■ **GIVEN REQUEST**
Convert all the items below into a JSON list of strings, one string for each line, leaving out any blank lines.

■ **Entries from a set of point annotations**

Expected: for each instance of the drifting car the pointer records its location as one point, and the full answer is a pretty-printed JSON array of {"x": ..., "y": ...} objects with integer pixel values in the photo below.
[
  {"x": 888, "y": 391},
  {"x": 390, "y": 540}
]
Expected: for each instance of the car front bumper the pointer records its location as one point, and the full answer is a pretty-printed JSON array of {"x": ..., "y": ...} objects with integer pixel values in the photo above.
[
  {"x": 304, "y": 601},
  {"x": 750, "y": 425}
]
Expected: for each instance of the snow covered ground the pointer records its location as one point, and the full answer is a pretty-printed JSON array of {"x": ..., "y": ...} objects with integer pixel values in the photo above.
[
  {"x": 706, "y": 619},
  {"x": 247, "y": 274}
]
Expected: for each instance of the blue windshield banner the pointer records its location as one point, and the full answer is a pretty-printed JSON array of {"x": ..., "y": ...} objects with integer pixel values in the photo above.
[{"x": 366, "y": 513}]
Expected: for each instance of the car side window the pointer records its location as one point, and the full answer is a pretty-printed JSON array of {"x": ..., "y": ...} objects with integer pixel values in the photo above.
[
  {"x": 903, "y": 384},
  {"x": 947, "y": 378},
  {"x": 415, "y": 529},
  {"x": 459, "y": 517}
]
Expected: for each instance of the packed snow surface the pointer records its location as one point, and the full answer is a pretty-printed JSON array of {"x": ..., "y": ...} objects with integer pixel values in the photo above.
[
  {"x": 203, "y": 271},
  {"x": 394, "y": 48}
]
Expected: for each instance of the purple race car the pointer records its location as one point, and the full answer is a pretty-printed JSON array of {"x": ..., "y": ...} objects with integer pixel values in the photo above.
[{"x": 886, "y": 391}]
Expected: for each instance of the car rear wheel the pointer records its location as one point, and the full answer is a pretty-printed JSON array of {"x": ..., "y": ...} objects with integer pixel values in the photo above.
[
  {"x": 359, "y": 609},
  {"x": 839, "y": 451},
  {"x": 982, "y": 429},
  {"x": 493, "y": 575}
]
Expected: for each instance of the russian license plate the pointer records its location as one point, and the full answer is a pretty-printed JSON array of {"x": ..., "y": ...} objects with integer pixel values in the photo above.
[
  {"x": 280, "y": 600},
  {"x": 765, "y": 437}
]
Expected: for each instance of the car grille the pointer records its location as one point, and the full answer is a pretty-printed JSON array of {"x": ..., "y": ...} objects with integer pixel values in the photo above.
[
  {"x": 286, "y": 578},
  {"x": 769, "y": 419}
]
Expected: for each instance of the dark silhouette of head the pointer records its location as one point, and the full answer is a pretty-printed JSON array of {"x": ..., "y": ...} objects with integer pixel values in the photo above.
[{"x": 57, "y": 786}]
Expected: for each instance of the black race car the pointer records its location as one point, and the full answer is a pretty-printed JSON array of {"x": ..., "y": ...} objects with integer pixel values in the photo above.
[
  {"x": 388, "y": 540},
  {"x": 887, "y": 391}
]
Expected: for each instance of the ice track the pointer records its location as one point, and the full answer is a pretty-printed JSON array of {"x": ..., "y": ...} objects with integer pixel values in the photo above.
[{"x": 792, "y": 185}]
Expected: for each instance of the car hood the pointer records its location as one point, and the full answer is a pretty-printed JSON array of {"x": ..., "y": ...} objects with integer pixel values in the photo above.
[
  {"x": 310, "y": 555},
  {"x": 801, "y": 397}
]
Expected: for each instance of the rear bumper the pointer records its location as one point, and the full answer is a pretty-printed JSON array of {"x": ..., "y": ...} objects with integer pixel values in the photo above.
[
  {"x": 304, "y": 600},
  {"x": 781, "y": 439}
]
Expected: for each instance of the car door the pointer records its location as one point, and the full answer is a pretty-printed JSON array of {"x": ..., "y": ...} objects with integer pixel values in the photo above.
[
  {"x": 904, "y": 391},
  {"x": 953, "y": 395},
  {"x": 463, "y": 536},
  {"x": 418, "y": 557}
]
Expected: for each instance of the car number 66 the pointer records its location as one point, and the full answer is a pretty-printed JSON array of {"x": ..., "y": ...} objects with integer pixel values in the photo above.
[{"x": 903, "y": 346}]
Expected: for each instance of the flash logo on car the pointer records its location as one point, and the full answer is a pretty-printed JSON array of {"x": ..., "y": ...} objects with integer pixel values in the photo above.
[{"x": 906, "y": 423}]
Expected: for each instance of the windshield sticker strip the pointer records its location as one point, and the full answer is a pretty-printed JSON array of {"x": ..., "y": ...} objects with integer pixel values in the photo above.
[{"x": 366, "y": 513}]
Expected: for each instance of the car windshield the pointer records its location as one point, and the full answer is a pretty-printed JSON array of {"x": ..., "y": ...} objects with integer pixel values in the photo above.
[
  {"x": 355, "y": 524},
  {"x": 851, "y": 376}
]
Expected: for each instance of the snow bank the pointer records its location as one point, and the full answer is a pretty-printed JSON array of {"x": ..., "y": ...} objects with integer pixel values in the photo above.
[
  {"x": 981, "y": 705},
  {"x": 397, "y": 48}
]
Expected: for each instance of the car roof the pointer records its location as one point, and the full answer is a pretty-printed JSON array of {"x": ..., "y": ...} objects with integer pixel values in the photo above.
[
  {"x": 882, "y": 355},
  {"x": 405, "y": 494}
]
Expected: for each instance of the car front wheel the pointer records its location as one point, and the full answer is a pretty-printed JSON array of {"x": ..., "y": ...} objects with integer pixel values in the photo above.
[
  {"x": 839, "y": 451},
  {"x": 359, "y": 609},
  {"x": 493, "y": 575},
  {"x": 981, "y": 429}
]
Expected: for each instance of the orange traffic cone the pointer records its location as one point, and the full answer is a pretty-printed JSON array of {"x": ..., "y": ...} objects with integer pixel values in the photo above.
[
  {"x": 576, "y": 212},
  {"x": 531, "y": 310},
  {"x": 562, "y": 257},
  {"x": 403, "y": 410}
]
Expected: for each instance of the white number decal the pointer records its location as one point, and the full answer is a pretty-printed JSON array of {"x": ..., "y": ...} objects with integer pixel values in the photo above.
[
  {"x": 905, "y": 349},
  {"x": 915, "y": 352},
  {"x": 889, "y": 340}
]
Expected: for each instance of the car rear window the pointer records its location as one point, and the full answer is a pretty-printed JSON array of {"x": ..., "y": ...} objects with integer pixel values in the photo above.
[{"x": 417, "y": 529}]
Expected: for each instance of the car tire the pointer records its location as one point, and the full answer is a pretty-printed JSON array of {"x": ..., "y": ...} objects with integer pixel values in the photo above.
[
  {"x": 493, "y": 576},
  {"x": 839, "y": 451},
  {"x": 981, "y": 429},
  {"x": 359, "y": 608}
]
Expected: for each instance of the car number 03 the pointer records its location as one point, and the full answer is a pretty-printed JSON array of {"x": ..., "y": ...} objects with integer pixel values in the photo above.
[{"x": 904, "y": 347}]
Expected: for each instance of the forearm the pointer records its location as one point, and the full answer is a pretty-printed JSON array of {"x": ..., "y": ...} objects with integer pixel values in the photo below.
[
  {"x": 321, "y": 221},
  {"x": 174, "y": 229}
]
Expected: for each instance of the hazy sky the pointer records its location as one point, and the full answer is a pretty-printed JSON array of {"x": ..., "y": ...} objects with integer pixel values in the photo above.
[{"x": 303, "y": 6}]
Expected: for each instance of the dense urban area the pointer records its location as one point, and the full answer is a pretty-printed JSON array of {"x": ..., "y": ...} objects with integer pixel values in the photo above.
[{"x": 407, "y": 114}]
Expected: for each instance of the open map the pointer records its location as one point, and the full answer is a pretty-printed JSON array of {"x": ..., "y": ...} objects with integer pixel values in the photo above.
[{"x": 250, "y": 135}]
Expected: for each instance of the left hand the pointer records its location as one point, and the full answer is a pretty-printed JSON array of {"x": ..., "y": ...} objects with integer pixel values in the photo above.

■ **CORRECT RESULT**
[
  "Expected: for each instance of the drifting car the pointer records its location as one point, and the full answer is a pretty-printed JSON array of {\"x\": ..., \"y\": ...} objects with integer pixel values in the photo below.",
  "[",
  "  {\"x\": 888, \"y\": 391},",
  "  {\"x\": 390, \"y\": 540}",
  "]",
  "Expected: for each instance of the car front bumper the pointer records its location as one point, and the full answer is a pretty-printed JSON array of {\"x\": ..., \"y\": ...} objects with integer pixel values in the photo above.",
  "[",
  "  {\"x\": 304, \"y\": 601},",
  "  {\"x\": 750, \"y\": 425}",
  "]",
  "Expected: for each instance of the snow covered ground the pointer records its location as one point, and the full answer is a pretty-printed JSON array of {\"x\": ..., \"y\": ...} objects with integer pixel values in the photo above.",
  "[",
  "  {\"x\": 706, \"y\": 619},",
  "  {\"x\": 247, \"y\": 274}",
  "]",
  "Expected: for each instance of the blue windshield banner the pointer records its location as one point, and the full answer is a pretty-printed JSON array of {\"x\": ..., \"y\": ...} objects with integer pixel values in the photo above.",
  "[{\"x\": 366, \"y\": 513}]",
  "Expected: for each instance of the car side window the pointer records its location as one point, and the full answer is a pretty-printed JSON array of {\"x\": ..., \"y\": ...} objects with integer pixel values in the photo above.",
  "[",
  "  {\"x\": 903, \"y\": 384},",
  "  {\"x\": 947, \"y\": 378},",
  "  {\"x\": 415, \"y\": 529},",
  "  {\"x\": 459, \"y\": 517}",
  "]",
  "Expected: for each instance of the packed snow surface the pointer records its location as one point, and the full answer is a pretty-printed JSON array of {\"x\": ..., \"y\": ...} objects with integer pixel values in the photo above.",
  "[",
  "  {\"x\": 203, \"y\": 271},",
  "  {\"x\": 394, \"y\": 48}",
  "]",
  "Expected: for each instance of the purple race car the pointer records its location as one point, and the full answer is a pretty-printed JSON array of {\"x\": ..., \"y\": ...} objects with integer pixel values in the photo above.",
  "[{\"x\": 886, \"y\": 391}]",
  "Expected: for each instance of the car rear wheel the pointer records its location as one point, and the full answer is a pretty-printed JSON array of {\"x\": ..., \"y\": ...} objects with integer pixel values in the photo above.",
  "[",
  "  {\"x\": 359, \"y\": 609},",
  "  {\"x\": 839, \"y\": 451},",
  "  {\"x\": 982, \"y\": 429},",
  "  {\"x\": 493, \"y\": 575}",
  "]",
  "Expected: for each instance of the russian license plate the pointer records its location as one point, and the full answer is a pretty-printed JSON array of {\"x\": ..., \"y\": ...} objects with integer pixel values in the photo above.",
  "[",
  "  {\"x\": 280, \"y\": 600},",
  "  {\"x\": 765, \"y\": 437}",
  "]",
  "Expected: for each instance of the car grille the pointer records its location as one point, and the full answer is a pretty-printed JSON array of {\"x\": ..., \"y\": ...} objects with integer pixel values in the photo above.",
  "[",
  "  {\"x\": 286, \"y\": 578},",
  "  {\"x\": 769, \"y\": 419}",
  "]",
  "Expected: for each instance of the dark silhouette of head the pointer records its location as one point, and the full answer is a pretty-printed JSON array of {\"x\": ..., \"y\": ...} objects with integer pixel values in the photo above.",
  "[{\"x\": 57, \"y\": 786}]",
  "Expected: for each instance of the black race car the pointer records its location as one point, and the full answer is a pretty-printed JSON array of {\"x\": ..., \"y\": ...} objects with integer pixel values in the photo above.",
  "[",
  "  {\"x\": 388, \"y\": 540},",
  "  {\"x\": 887, \"y\": 391}",
  "]",
  "Expected: for each instance of the ice track the pointer records its location as one point, and the full answer is a pretty-printed JSON array of {\"x\": ..., \"y\": ...} objects with integer pixel values in the photo above.",
  "[{\"x\": 792, \"y\": 185}]",
  "Expected: for each instance of the car hood the pointer records its location as one point, and the full answer is a pretty-printed JSON array of {\"x\": ..., \"y\": ...} objects with integer pixel values in the photo above.",
  "[",
  "  {\"x\": 310, \"y\": 555},",
  "  {\"x\": 801, \"y\": 397}",
  "]",
  "Expected: for each instance of the rear bumper the pointer records its location as one point, and the full answer is a pretty-printed JSON array of {\"x\": ..., \"y\": ...} objects with integer pixel values in the photo above.",
  "[",
  "  {\"x\": 304, \"y\": 600},",
  "  {\"x\": 781, \"y\": 439}",
  "]",
  "Expected: for each instance of the car door the pointer records its location as one point, and the full answer is a pretty-printed JSON array of {\"x\": ..., \"y\": ...} objects with integer pixel values in the photo above.",
  "[",
  "  {\"x\": 904, \"y\": 391},",
  "  {\"x\": 953, \"y\": 395},",
  "  {\"x\": 463, \"y\": 536},",
  "  {\"x\": 418, \"y\": 557}",
  "]",
  "Expected: for each instance of the car number 66 the pointer records its location as one point, and the full answer is a pretty-printed JSON array of {\"x\": ..., \"y\": ...} objects with integer pixel values in the photo above.",
  "[{\"x\": 903, \"y\": 346}]",
  "Expected: for each instance of the flash logo on car the pointer records its location as one point, and the full answer is a pretty-printed JSON array of {\"x\": ..., \"y\": ...} objects with integer pixel values in the photo above.",
  "[{\"x\": 906, \"y\": 423}]",
  "Expected: for each instance of the windshield sticker strip the pointer records its location as one point, and the full answer is a pretty-printed JSON array of {\"x\": ..., \"y\": ...} objects with integer pixel values in the photo above.",
  "[{\"x\": 366, \"y\": 513}]",
  "Expected: for each instance of the car windshield the pointer records its location as one point, and the full answer is a pretty-printed JSON array of {\"x\": ..., \"y\": ...} objects with integer pixel values in the photo above.",
  "[",
  "  {\"x\": 355, \"y\": 524},",
  "  {\"x\": 851, \"y\": 376}",
  "]",
  "Expected: for each instance of the snow bank the pointer records its location as one point, and the full answer is a pretty-printed JSON array of {\"x\": ..., \"y\": ...} objects with integer pixel values in the photo above.",
  "[",
  "  {\"x\": 981, \"y\": 705},",
  "  {\"x\": 397, \"y\": 48}",
  "]",
  "Expected: for each instance of the car roof the pointer records its location as one point, and the full answer is a pretty-printed JSON array of {\"x\": ..., \"y\": ...} objects with integer pixel values in the photo above.",
  "[",
  "  {\"x\": 882, \"y\": 355},",
  "  {\"x\": 405, \"y\": 494}",
  "]",
  "Expected: for each instance of the car front wheel the pointer records its location as one point, and the full answer is a pretty-printed JSON array of {\"x\": ..., \"y\": ...} objects with integer pixel values in the photo above.",
  "[",
  "  {\"x\": 839, \"y\": 451},",
  "  {\"x\": 359, \"y\": 609},",
  "  {\"x\": 493, \"y\": 575},",
  "  {\"x\": 981, \"y\": 429}",
  "]",
  "Expected: for each instance of the orange traffic cone the pointer records its location as one point, and the full answer is a pretty-printed JSON array of {\"x\": ..., \"y\": ...} objects with integer pixel values in the photo above.",
  "[",
  "  {\"x\": 576, \"y\": 212},",
  "  {\"x\": 531, \"y\": 310},",
  "  {\"x\": 562, \"y\": 257},",
  "  {\"x\": 403, \"y\": 410}",
  "]",
  "Expected: for each instance of the white number decal the pointer records its location as one point, and the full answer is a pretty-printed JSON array of {\"x\": ..., \"y\": ...} objects with integer pixel values in the photo above.",
  "[",
  "  {\"x\": 905, \"y\": 349},",
  "  {\"x\": 915, \"y\": 352},",
  "  {\"x\": 889, \"y\": 340}",
  "]",
  "Expected: for each instance of the car rear window the pointer records its location as one point, and the full answer is a pretty-printed JSON array of {\"x\": ..., \"y\": ...} objects with integer pixel values in the photo above.",
  "[{\"x\": 417, \"y\": 529}]",
  "Expected: for each instance of the car tire the pointer records its location as one point, and the full answer is a pretty-printed JSON array of {\"x\": ..., \"y\": ...} objects with integer pixel values in the photo above.",
  "[",
  "  {\"x\": 493, \"y\": 576},",
  "  {\"x\": 839, \"y\": 451},",
  "  {\"x\": 981, \"y\": 429},",
  "  {\"x\": 359, \"y\": 608}",
  "]",
  "Expected: for each instance of the car number 03 the pointer records its location as one point, and the full answer is a pretty-printed JSON array of {\"x\": ..., \"y\": ...} objects with integer pixel values in the photo above.",
  "[{\"x\": 904, \"y\": 347}]",
  "Expected: for each instance of the forearm the pointer records its location as one point, and the full answer is a pretty-printed JSON array of {\"x\": ..., \"y\": ...} objects with integer pixel values in the photo below.",
  "[",
  "  {\"x\": 321, \"y\": 221},",
  "  {\"x\": 174, \"y\": 229}",
  "]",
  "Expected: for each instance of the hazy sky the pointer records its location as one point, and the full answer is a pretty-printed JSON array of {\"x\": ..., \"y\": ...} objects with integer pixel values in the photo above.",
  "[{\"x\": 303, \"y\": 6}]",
  "Expected: for each instance of the dense urban area the pointer records its location as one point, and the full answer is a pretty-printed JSON array of {\"x\": ..., \"y\": ...} objects with integer pixel values in the photo above.",
  "[{\"x\": 407, \"y\": 114}]",
  "Expected: for each instance of the open map the pointer records its location as one point, and the full answer is a pretty-printed JSON array of {\"x\": ..., \"y\": ...} objects with integer pixel values in the photo above.",
  "[{\"x\": 250, \"y\": 135}]",
  "Expected: for each instance of the left hand the pointer records its location as one point, and the full answer is a pretty-printed JSON array of {\"x\": ..., \"y\": ...} objects with integer pixel values in the photo above."
]